*** Begin section ***
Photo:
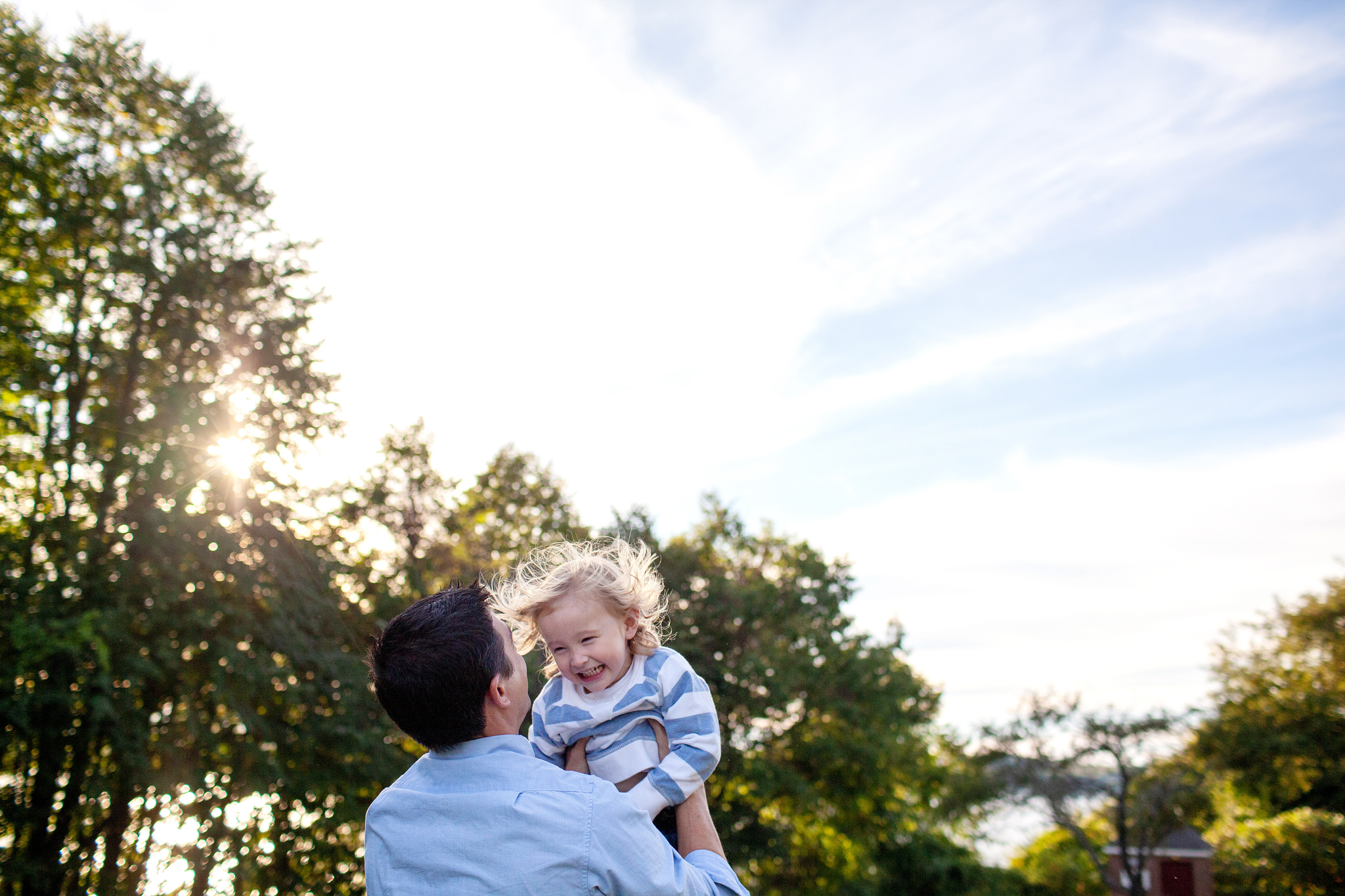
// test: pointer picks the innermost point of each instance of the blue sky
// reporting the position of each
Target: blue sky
(1034, 310)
*** End section ***
_Exercise instructions_
Report how many lines of the data above include "each", giving the number and no other words.

_Solution_
2